WHAT TO DO
According to the passage on cortisol responses in calves, why do routine husbandry procedures raise plasma cortisol concentration? Answer in one to three sentences.

SOURCE DOCUMENT
Routine husbandry procedures of calves, which result in tissue damage and subsequent pain, have been shown to result in marked elevation of plasma cortisol concentration. Dehorning using a surgical scoop dehorner is generally considered to be noxious experience for calves. Plasma cortisol levels during the first hour after calves were subjected to scoop dehorning without anaesthetic were elevated eight times above pre-treatment levels. This inclusion of local anaesthetic and non-steroidal anti-inflammatory treatments constrained these increases to be not significantly different to the control treatments of handling and drug treatment only (Stafford et al., 2003)

Castration of three-month old calves using rubber rings, tight latex bands, Burdizzo device or surgery (pull method) all resulted in increases in plasma cortisol concentration during the hour following the manipulation with peak levels of 76, 101, 64 and 68 ng/ml, respectively, with the period of elevation above pre-treatment level being between 1.5 to 3 hours (Stafford and Mellor, 2005).

DATASET CONTENT
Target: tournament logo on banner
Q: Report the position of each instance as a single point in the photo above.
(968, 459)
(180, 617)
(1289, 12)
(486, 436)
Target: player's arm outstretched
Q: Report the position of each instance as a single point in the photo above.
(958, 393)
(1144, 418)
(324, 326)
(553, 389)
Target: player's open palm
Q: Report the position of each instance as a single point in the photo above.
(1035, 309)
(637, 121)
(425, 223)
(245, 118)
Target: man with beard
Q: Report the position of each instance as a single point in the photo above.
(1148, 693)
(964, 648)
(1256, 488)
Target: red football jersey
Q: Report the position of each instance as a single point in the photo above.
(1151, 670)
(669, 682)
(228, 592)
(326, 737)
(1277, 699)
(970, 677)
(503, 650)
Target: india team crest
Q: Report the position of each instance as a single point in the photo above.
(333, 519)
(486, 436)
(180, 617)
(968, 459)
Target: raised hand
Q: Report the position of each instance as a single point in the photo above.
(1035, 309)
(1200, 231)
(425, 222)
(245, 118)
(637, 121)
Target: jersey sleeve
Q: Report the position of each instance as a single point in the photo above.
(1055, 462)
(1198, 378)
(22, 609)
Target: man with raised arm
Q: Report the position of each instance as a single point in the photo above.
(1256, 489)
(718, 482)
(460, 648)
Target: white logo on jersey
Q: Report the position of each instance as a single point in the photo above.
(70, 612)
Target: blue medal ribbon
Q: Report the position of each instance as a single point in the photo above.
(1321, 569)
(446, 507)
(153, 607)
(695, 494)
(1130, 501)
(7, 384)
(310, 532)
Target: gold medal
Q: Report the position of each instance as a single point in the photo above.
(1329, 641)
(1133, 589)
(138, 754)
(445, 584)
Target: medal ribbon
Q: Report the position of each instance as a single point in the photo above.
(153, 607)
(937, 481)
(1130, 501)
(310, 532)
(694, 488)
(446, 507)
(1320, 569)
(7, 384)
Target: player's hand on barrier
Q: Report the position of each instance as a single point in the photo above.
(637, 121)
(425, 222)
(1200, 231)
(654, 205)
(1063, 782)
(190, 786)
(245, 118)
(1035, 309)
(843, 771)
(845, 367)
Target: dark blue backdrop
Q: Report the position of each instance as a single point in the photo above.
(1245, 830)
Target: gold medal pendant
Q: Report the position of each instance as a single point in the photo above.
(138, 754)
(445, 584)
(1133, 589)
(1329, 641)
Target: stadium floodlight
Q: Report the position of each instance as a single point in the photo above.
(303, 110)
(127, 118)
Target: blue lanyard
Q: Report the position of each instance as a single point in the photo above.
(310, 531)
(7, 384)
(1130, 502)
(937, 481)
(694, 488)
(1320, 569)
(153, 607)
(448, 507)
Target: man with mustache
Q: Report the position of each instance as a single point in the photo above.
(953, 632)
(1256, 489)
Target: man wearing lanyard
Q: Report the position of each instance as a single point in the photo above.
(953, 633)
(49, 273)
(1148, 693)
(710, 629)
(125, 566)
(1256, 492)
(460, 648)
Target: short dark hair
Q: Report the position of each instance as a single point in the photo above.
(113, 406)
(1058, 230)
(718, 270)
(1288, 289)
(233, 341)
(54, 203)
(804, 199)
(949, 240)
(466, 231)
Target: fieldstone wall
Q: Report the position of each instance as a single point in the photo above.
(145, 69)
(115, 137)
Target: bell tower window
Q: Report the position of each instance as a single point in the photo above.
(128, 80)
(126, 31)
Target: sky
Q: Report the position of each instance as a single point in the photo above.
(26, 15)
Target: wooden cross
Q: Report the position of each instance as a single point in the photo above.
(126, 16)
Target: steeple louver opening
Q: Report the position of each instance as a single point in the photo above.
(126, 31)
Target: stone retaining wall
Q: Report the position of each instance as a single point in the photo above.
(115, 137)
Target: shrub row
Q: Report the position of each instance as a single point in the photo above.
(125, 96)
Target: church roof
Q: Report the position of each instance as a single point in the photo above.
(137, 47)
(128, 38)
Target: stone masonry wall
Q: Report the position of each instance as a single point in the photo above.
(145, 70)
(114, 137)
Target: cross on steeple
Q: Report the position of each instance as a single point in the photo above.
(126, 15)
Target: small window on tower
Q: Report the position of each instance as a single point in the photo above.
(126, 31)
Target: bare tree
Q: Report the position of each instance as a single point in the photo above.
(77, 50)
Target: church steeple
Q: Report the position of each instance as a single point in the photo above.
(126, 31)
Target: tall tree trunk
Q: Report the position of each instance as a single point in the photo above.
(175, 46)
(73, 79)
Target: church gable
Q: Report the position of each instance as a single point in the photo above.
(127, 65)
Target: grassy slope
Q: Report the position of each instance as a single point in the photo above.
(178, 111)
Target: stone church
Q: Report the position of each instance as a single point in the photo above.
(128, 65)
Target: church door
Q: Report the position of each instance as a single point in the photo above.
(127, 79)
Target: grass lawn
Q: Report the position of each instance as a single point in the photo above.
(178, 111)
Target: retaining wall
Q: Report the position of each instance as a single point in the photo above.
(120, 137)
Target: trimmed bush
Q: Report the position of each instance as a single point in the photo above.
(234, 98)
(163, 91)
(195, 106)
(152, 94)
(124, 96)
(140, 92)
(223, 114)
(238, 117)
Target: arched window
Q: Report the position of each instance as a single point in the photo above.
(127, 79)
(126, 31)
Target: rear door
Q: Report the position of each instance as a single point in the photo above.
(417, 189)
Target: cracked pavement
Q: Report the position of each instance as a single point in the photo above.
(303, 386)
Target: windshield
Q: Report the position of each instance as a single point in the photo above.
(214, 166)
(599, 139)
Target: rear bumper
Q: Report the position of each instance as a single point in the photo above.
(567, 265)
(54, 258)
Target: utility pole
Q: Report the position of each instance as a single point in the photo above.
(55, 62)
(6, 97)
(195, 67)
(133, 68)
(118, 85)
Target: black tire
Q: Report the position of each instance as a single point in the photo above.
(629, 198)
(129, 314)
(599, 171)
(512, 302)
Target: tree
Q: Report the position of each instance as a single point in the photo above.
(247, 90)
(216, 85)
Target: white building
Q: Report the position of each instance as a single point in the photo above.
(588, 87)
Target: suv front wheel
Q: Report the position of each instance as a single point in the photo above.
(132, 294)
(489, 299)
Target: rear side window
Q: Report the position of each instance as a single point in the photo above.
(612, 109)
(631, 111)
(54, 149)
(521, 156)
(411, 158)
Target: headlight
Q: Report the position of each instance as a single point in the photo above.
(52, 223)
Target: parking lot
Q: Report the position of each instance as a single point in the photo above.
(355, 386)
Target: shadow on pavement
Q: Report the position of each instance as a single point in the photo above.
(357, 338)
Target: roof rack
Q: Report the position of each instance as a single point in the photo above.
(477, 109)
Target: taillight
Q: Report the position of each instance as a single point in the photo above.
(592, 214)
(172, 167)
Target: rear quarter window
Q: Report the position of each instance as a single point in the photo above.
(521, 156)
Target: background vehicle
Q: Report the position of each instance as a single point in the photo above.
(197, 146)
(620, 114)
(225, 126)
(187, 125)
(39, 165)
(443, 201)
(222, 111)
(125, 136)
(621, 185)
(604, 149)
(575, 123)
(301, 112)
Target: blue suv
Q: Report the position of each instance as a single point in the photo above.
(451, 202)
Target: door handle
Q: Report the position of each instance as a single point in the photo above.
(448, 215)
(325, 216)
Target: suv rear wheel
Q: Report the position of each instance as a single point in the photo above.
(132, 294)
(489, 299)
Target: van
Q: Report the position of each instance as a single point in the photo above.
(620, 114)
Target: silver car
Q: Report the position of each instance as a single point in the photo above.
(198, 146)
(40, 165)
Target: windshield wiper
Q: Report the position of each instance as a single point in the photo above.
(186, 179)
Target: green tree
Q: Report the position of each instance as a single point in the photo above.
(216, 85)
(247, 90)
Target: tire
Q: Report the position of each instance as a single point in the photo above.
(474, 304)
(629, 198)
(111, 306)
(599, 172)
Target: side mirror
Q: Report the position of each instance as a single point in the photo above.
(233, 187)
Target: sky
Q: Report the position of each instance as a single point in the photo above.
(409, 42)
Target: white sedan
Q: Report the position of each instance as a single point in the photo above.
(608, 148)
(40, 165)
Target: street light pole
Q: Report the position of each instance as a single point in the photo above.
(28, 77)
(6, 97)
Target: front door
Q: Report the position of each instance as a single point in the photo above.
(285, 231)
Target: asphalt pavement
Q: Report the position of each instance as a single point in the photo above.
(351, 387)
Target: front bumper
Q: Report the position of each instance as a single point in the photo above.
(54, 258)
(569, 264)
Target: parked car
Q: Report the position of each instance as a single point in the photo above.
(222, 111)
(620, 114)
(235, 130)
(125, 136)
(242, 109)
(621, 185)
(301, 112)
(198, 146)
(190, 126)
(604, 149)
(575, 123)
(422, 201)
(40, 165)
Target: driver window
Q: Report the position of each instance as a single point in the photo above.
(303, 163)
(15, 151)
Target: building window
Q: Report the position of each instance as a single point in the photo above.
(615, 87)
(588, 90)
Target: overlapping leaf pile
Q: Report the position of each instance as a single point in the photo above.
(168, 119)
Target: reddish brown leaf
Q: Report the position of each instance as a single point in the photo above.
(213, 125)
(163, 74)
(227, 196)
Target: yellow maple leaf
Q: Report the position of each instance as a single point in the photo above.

ANSWER TO THIS TASK
Routine husbandry procedures on calves cause tissue damage and subsequent pain. That damage and pain have been shown to produce a marked elevation of plasma cortisol concentration.